## Aim of the exercise
A faithful transcription of all the data is required.

======== Source data

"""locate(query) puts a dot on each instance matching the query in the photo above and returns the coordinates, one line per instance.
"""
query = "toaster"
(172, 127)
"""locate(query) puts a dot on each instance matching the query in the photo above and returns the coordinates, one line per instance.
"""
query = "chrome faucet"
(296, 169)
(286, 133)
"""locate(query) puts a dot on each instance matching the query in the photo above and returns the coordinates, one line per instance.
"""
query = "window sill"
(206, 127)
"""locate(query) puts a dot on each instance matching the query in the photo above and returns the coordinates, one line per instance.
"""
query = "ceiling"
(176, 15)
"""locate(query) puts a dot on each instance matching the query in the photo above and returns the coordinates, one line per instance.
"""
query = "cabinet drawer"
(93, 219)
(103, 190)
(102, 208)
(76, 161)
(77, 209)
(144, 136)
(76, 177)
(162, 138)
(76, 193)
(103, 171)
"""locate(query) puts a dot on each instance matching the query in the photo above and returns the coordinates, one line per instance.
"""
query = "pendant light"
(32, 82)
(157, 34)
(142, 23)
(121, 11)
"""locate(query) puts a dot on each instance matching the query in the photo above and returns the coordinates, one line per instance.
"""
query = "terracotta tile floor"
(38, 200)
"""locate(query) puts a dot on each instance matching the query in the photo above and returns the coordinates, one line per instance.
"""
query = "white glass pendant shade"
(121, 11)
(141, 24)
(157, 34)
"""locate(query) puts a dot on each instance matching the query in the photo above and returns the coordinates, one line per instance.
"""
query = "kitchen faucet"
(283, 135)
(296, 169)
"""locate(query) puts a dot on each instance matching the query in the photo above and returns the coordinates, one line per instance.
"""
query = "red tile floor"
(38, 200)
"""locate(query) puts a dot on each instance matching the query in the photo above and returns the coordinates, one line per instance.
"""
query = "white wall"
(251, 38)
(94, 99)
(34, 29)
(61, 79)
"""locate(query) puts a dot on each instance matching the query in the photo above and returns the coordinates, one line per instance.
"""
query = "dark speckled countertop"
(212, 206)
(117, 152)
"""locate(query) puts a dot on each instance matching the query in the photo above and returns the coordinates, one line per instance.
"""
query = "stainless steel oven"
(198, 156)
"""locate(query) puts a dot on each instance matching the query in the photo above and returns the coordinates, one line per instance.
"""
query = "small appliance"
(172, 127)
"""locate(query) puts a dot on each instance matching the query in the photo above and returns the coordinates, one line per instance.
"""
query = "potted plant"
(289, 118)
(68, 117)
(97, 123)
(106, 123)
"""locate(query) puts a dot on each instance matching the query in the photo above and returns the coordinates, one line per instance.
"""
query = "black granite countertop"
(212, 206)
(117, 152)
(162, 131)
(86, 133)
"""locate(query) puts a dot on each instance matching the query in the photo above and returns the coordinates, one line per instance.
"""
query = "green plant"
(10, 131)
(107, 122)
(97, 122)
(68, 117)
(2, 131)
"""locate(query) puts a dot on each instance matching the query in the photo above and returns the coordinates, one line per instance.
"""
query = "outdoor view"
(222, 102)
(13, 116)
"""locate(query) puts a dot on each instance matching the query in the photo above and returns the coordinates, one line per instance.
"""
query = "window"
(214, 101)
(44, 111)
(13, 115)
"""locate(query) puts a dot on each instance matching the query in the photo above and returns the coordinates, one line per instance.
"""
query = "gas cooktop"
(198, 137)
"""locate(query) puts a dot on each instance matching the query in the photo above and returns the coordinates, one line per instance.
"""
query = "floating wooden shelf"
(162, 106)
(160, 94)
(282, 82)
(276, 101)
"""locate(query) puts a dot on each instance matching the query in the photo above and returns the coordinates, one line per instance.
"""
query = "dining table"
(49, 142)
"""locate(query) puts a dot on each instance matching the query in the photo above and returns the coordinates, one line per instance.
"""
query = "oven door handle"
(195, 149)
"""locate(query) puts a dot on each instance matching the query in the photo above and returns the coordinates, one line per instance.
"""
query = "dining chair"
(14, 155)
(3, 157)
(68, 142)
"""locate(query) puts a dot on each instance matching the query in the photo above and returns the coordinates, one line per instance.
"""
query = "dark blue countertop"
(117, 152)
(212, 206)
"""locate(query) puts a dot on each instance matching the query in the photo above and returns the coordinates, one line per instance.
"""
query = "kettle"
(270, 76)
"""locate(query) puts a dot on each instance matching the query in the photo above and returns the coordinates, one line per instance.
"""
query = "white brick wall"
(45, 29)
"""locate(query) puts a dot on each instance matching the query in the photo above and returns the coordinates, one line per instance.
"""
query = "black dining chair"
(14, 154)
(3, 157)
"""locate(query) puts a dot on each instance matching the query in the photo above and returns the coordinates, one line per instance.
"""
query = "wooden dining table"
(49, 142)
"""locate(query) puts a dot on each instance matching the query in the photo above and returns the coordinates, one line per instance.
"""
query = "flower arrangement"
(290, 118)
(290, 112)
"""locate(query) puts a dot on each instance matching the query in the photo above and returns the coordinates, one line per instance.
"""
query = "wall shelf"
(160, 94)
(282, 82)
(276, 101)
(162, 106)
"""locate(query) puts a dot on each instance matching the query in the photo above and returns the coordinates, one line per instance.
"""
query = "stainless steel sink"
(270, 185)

================

## Exercise output
"""locate(query) puts a dot on each instance matching the query in the photo above and returns the coordinates, one line per instance.
"""
query = "toaster"
(172, 127)
"""locate(query) puts a dot on each instance matching the query in the photo above and returns the coordinates, one line per instance.
"""
query = "chrome faucet"
(296, 169)
(286, 133)
"""locate(query) puts a dot on each instance matching the query in the photo above and returns the coordinates, one line per instance.
"""
query = "window sill"
(206, 127)
"""locate(query) puts a dot on each instance matching the query in the photo above and returns the coordinates, one line per instance.
"""
query = "ceiling"
(176, 15)
"""locate(query) puts a dot on each instance matching the query in the photo above and returns the coordinates, one line per instance.
"""
query = "cabinet drawer"
(93, 219)
(103, 190)
(102, 208)
(76, 161)
(77, 209)
(144, 136)
(76, 177)
(162, 138)
(76, 193)
(103, 171)
"""locate(query) puts a dot on each instance matching the query in the photo above and returns the coordinates, one line per instance.
"""
query = "pendant light"
(32, 82)
(157, 34)
(142, 23)
(121, 11)
"""locate(query) puts a dot on each instance matching the query in the photo above and returns the coordinates, one line per instance.
"""
query = "terracotta tile floor"
(38, 200)
"""locate(query) puts a dot on each instance matching the query in the photo above and returns the coordinates, one line per instance.
"""
query = "white glass pendant shade"
(121, 11)
(141, 24)
(157, 34)
"""locate(query) puts a dot on each instance matching the query in the photo above and returns the coordinates, one line per instance.
"""
query = "kitchen faucet"
(283, 135)
(296, 169)
"""locate(query) puts a dot on each instance matching the query in the photo above and returns the coordinates, one line per instance.
"""
query = "red tile floor"
(38, 200)
"""locate(query) puts a dot on each instance matching the query in the photo above and returns the coordinates, one line per instance.
"""
query = "white wall"
(251, 38)
(94, 99)
(34, 29)
(61, 79)
"""locate(query) puts a dot on each instance matching the query in the photo above and returns the coordinates, one line per instance.
"""
query = "dark speckled countertop"
(212, 206)
(117, 152)
"""locate(query) puts a dot on each instance matching the query in the photo above and returns the coordinates, one line per instance.
"""
query = "stainless steel oven"
(198, 156)
"""locate(query) puts a dot on each instance matching the query in the photo above and returns the coordinates, one line per instance.
"""
query = "small appliance"
(172, 127)
"""locate(query) puts a dot on each instance matching the query in the photo above and returns the coordinates, one line per instance.
"""
query = "potted plant"
(289, 118)
(68, 117)
(97, 123)
(106, 123)
"""locate(query) puts a dot on each instance matching the query in the photo above and returns the coordinates, one line per instance.
"""
query = "black granite countertop"
(212, 206)
(117, 152)
(162, 131)
(86, 133)
"""locate(query) puts a dot on each instance matching the query in the photo above and returns the coordinates, one line per instance.
"""
query = "green plant"
(10, 131)
(107, 122)
(97, 122)
(68, 117)
(2, 131)
"""locate(query) puts a dot on each instance matching the query in the photo above and returns the coordinates, one line per instance.
"""
query = "outdoor view"
(222, 102)
(13, 116)
"""locate(query) puts a dot on each instance matching the query in the photo above and returns the coordinates, one line per instance.
"""
query = "window"
(214, 101)
(44, 111)
(13, 115)
"""locate(query) puts a dot on each instance matching the query in the photo above and returns the coordinates, one line per instance.
"""
query = "gas cooktop"
(198, 137)
"""locate(query) puts a dot on each instance matching the query in the photo above and returns the coordinates, one line per instance.
"""
query = "floating wooden shelf"
(162, 106)
(160, 94)
(282, 82)
(276, 101)
"""locate(query) puts a dot on each instance matching the query in the photo above and returns the coordinates, one line per instance.
"""
query = "dining table"
(49, 142)
"""locate(query) puts a dot on each instance matching the query in the photo above and returns the coordinates, one line per instance.
"""
query = "oven door handle"
(195, 149)
"""locate(query) puts a dot on each instance matching the query in the photo above and returns the coordinates, one line per instance.
"""
query = "dining chair"
(14, 155)
(3, 157)
(68, 142)
"""locate(query) puts a dot on each instance matching the query in the photo above and returns the coordinates, one line per instance.
"""
query = "dark blue countertop"
(117, 152)
(212, 206)
"""locate(query) puts a dot on each instance matching the query in the photo above and returns the coordinates, one line per instance.
"""
query = "kettle"
(270, 76)
"""locate(query) puts a dot on each instance matching the query in the photo above and returns the coordinates, one line per instance.
"""
query = "white brick wall"
(45, 29)
"""locate(query) puts a dot on each instance matching the query in the photo above and returns the coordinates, one line per instance.
"""
query = "black dining chair"
(14, 154)
(3, 157)
"""locate(query) puts a dot on each instance matching the query in the photo above and returns the coordinates, one line per instance.
"""
query = "wooden dining table"
(49, 142)
"""locate(query) puts a dot on each instance matching the query in the photo above and returns the coordinates, one line per instance.
"""
query = "flower arrangement"
(290, 118)
(290, 112)
"""locate(query) puts a dot on each instance matching the query in the photo above and returns the coordinates, one line per instance.
"""
query = "wall shelf"
(160, 94)
(282, 82)
(276, 101)
(162, 106)
"""locate(query) puts a dot on each instance matching the query in the photo above and returns the coordinates, one line per instance.
"""
query = "stainless steel sink"
(270, 185)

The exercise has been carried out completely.